[Exercise instructions]
Please pull out each line of the rows below that contains the word "ceiling".
***** Input data
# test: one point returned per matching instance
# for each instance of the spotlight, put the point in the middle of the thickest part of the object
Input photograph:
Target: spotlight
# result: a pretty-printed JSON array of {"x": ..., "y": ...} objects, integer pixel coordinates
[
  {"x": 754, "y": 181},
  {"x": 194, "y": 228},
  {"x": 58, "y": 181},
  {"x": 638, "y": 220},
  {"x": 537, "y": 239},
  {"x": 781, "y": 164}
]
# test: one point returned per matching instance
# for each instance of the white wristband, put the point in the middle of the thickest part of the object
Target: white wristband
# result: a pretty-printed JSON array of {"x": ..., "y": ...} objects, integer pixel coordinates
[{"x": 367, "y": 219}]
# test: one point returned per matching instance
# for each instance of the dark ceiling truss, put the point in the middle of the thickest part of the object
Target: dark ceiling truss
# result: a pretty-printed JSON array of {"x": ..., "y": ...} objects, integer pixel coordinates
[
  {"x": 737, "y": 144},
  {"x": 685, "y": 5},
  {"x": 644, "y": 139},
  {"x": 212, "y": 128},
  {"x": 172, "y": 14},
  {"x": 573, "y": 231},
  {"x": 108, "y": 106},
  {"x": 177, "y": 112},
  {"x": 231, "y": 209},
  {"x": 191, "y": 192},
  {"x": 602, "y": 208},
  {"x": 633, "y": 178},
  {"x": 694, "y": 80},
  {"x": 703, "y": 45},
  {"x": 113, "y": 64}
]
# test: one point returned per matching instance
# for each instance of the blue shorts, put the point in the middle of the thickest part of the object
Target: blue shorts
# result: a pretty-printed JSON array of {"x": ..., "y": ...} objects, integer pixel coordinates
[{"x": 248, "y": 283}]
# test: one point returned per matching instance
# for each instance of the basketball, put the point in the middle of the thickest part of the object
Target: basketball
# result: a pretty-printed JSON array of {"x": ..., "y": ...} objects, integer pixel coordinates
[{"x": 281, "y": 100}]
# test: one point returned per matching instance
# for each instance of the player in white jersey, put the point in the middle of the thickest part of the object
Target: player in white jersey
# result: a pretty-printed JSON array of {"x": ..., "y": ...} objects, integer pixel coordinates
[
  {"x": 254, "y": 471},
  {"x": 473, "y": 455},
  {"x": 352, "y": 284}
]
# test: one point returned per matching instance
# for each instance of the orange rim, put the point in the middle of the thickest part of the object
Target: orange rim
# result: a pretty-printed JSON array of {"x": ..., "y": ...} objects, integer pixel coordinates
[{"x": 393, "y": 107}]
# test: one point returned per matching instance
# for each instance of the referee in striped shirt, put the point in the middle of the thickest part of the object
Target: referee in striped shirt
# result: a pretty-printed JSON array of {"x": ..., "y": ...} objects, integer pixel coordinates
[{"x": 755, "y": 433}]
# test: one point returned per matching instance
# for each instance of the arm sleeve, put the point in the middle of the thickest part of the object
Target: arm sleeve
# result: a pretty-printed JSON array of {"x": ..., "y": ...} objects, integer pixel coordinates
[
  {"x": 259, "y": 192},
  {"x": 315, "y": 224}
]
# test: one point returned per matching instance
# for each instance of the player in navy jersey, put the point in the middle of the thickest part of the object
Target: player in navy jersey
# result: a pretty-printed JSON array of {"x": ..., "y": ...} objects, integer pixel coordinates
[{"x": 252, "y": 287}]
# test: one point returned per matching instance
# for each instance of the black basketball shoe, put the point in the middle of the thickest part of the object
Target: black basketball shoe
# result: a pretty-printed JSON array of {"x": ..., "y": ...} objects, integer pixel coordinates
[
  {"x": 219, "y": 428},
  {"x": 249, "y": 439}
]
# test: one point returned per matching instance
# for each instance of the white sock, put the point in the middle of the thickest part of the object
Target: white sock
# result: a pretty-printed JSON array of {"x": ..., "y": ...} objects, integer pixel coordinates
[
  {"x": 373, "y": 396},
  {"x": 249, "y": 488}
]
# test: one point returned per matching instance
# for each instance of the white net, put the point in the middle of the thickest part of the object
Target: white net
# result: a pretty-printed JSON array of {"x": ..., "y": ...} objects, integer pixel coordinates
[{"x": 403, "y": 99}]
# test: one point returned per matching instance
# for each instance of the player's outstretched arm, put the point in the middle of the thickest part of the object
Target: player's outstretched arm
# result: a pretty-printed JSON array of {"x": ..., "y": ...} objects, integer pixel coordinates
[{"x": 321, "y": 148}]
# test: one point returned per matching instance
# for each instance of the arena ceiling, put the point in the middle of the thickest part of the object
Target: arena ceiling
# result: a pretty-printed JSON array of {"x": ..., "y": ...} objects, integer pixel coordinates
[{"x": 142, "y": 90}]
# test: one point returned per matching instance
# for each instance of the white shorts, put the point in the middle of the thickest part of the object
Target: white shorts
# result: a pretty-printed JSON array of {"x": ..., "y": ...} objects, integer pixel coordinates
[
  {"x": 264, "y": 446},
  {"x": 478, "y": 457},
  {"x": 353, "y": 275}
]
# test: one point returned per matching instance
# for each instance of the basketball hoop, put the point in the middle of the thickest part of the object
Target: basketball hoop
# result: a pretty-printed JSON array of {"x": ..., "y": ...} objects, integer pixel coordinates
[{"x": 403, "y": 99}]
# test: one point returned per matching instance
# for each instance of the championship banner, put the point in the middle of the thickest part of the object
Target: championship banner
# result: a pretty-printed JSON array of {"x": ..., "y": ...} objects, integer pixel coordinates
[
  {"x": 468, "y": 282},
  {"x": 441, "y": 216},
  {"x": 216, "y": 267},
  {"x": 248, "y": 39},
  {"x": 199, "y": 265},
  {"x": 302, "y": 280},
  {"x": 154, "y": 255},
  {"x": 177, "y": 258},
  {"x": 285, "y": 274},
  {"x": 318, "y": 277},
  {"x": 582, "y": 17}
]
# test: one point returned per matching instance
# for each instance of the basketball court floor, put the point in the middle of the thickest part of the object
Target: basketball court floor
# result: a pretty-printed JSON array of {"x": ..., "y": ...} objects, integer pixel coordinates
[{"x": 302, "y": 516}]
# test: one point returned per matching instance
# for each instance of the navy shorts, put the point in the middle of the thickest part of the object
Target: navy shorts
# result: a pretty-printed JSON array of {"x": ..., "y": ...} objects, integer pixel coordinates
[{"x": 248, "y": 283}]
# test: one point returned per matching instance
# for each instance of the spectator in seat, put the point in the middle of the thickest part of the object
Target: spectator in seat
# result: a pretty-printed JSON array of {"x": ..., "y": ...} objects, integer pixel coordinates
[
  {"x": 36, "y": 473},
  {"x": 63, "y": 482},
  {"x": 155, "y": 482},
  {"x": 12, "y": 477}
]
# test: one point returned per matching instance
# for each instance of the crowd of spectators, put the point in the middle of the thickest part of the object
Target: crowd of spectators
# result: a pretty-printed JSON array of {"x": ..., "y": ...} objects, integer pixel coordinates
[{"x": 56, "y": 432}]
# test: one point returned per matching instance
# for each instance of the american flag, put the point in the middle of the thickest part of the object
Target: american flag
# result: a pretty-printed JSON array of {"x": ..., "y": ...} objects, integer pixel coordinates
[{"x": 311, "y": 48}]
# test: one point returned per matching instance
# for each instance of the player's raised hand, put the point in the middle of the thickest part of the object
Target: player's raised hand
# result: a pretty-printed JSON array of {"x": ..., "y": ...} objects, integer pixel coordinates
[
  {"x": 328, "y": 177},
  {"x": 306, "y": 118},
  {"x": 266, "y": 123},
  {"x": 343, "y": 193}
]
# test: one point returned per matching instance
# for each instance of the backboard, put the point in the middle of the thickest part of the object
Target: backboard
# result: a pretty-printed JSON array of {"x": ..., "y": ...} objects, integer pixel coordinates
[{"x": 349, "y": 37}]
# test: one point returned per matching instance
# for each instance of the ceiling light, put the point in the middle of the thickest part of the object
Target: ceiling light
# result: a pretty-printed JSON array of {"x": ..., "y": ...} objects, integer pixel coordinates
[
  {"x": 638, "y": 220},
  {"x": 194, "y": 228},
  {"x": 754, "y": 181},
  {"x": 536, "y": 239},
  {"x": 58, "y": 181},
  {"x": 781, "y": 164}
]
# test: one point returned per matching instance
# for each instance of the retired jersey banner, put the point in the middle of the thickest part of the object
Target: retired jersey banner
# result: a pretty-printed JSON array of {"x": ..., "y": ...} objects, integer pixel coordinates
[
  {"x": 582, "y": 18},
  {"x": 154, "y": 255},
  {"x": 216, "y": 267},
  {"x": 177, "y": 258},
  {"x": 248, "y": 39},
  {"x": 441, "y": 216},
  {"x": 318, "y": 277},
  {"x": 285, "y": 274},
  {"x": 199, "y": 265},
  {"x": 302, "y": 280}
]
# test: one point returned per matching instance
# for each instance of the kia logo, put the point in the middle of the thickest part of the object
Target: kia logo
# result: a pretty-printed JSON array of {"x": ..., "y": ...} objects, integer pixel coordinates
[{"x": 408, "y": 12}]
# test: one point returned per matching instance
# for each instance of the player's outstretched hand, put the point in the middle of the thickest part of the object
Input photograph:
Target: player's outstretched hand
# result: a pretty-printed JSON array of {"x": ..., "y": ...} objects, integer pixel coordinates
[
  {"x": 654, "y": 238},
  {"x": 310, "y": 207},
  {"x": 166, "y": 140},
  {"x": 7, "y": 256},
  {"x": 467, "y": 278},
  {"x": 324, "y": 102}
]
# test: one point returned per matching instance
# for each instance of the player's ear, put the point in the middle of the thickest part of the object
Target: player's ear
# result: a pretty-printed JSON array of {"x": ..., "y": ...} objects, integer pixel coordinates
**********
[Written answer]
# for each instance of the dark ceiling truss, put the point in the middle of the thickest part of the object
Target: dark ceiling truss
# for each instance of the arena ceiling, put the point in the middle of the thickest part of the object
Target: arena ceiling
# for each instance of the ceiling light, put the point in the middle of the thickest part of the object
Target: ceiling light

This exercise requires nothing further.